> ACTIVITY
The answer must be an exact reproduction of all the entries.

[Saved entries]

========

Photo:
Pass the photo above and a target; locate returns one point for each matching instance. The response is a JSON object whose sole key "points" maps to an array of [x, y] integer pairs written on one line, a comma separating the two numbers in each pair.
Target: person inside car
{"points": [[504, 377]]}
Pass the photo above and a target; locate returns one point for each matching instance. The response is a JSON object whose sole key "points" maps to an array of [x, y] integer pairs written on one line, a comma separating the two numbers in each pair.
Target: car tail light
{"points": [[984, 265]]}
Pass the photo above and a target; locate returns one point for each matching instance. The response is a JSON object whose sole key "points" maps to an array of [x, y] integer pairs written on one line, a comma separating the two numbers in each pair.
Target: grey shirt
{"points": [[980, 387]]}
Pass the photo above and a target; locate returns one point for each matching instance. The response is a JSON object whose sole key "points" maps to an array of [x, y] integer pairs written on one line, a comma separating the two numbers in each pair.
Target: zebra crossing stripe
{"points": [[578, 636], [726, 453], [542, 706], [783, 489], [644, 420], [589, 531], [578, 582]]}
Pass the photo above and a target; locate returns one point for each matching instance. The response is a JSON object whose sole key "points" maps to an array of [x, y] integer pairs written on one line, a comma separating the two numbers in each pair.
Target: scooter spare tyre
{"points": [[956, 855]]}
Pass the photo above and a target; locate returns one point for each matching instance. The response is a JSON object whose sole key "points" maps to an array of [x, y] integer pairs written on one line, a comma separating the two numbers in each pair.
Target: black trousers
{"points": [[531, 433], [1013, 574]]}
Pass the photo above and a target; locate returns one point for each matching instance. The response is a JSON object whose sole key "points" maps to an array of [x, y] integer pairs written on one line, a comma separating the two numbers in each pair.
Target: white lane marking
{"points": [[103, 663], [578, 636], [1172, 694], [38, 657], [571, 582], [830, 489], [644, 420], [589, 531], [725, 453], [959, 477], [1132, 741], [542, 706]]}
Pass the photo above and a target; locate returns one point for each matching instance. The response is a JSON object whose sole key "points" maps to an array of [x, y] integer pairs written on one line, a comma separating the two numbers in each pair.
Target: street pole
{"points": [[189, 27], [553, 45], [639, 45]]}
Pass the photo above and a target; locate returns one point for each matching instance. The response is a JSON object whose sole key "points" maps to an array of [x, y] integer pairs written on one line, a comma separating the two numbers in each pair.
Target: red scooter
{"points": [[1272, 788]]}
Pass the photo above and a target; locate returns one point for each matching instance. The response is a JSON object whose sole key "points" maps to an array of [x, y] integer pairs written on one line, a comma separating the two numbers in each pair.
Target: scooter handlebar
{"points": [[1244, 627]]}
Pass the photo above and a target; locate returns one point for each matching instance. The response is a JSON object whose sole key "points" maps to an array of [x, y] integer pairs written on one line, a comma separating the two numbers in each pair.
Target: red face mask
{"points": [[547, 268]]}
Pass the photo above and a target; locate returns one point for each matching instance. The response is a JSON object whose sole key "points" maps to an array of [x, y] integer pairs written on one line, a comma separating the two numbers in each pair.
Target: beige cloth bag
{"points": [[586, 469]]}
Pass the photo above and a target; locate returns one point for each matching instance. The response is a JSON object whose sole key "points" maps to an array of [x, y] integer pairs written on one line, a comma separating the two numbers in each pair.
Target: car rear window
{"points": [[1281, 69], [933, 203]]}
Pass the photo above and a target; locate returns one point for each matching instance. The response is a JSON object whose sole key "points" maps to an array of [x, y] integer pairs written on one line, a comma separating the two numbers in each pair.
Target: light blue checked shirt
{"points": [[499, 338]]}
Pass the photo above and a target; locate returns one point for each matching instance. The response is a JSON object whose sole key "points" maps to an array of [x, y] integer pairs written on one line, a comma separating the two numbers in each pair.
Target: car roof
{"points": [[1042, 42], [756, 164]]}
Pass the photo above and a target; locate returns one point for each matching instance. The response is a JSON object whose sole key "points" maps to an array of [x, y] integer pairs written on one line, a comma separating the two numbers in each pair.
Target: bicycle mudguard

========

> YOUR RESPONSE
Photo:
Pass the photo above and a target; locate returns one point for each matching instance. The response is a JSON object whose sole key "points" maps to an array of [x, y] integer pairs written on one line, a comma separating the two numbers in each pair.
Target: person inside car
{"points": [[504, 377]]}
Pass the photo above and a target; locate returns one point for each matching instance. The response is a JSON object whose sole key "points" maps to an array of [x, y] integer pairs written on one line, a comma separating the two numbers in each pair.
Target: car tail light
{"points": [[984, 265]]}
Pass the photo above and a target; locate returns one point for each matching instance. The response is a JSON object whose sole key "points" maps to an array of [x, y] integer pairs written on one line, a comma separating the two numbers in each pair.
Target: grey shirt
{"points": [[980, 387]]}
Pass the photo above and a target; locate returns one point for each matching instance. The response is a JSON object whose sole key "points" maps to an array of [x, y] integer pairs written on one line, a comma separating the two numbers in each pair.
Target: zebra crossing stripe
{"points": [[578, 636], [726, 453], [542, 706], [783, 489], [644, 420], [589, 531], [578, 582]]}
Pass the photo above and a target; locate returns one point for each matching instance. The response is a JSON object whose sole key "points" maps to an array of [x, y] integer pairs written on one line, a comma separating the two numbers in each pair.
Target: scooter spare tyre
{"points": [[956, 855]]}
Pass the photo above and a target; locate returns one point for each matching instance. The response is a JSON object whose sole key "points" maps to an array of [x, y] integer pairs written on one line, a comma separating the two numbers in each pair.
Target: black trousers
{"points": [[531, 433], [1013, 574]]}
Pass the photo above and a target; locate returns one point for each matching instance. The response is a JSON object whose sole key "points" maps to an array of [x, y] integer pairs written on one line, a comma separating the two numbers in each pair.
Target: white lane marking
{"points": [[103, 663], [578, 636], [1172, 694], [38, 657], [571, 582], [830, 489], [644, 420], [589, 531], [725, 453], [959, 477], [1132, 741], [542, 706]]}
Pass the photo above and a target; locate returns one point for each matching instance. The response is a JSON object whose sole key "points" maps to an array of [x, y] integer pairs written on one line, a comma separating the two numbers in each pair.
Target: street pole
{"points": [[189, 27], [553, 45], [639, 45]]}
Pass the photo above and a target; locate returns one point for each matching instance. The response is a JSON object whose sole key "points" maps to an array of [x, y] integer pairs written on one line, a comma separating the two numbers in each pair.
Target: red scooter
{"points": [[1272, 788]]}
Pass the photo above and a target; locate returns one point for each matching instance. The response is a JSON object whose sole key "points" maps to an array of [x, y] integer pairs written on one line, a comma separating the two numbers in each pair.
Target: scooter handlebar
{"points": [[1244, 627]]}
Pass the photo above and a target; locate returns one point for each matching instance. The response is a JSON object whose sole key "points" maps to an array of [x, y] integer pairs written on one line, a comma separating the two numbers in each pair.
Target: red face mask
{"points": [[547, 268]]}
Pass the photo above and a target; locate returns one point for each matching instance. The response is a JSON object whose sole key "points" maps to an array of [x, y] integer pairs written on one line, a comma separating the two numbers in each pair.
Target: beige cloth bag
{"points": [[586, 469]]}
Pass the photo above and a target; locate returns one point for each matching instance. The response is a JSON object whose sole key "points" maps to an array of [x, y] integer pairs written on one line, a comma separating the two numbers in each pair.
Target: car rear window
{"points": [[1281, 69], [933, 203]]}
Pass the photo above and a target; locate returns one point for each matching instance. The response is a JSON object whose sole key "points" maps to an array of [x, y] integer pairs written on one line, a comma separating the two numbers in each pair.
Target: light blue checked shirt
{"points": [[499, 338]]}
Pass the photo above and a target; locate returns one point for each matching instance. The response is a JSON object whose sole key "points" maps to an array of [x, y] integer pairs written on one line, a comma separating the two numbers in each pair.
Target: car roof
{"points": [[1042, 42], [756, 164]]}
Pass the photo above and a target; locate returns one point for each matching instance. The response is a JSON object whose sole key "points" maps to an array of [x, y] integer pairs written on one line, a comma separating the two numbers in each pair.
Target: bicycle mudguard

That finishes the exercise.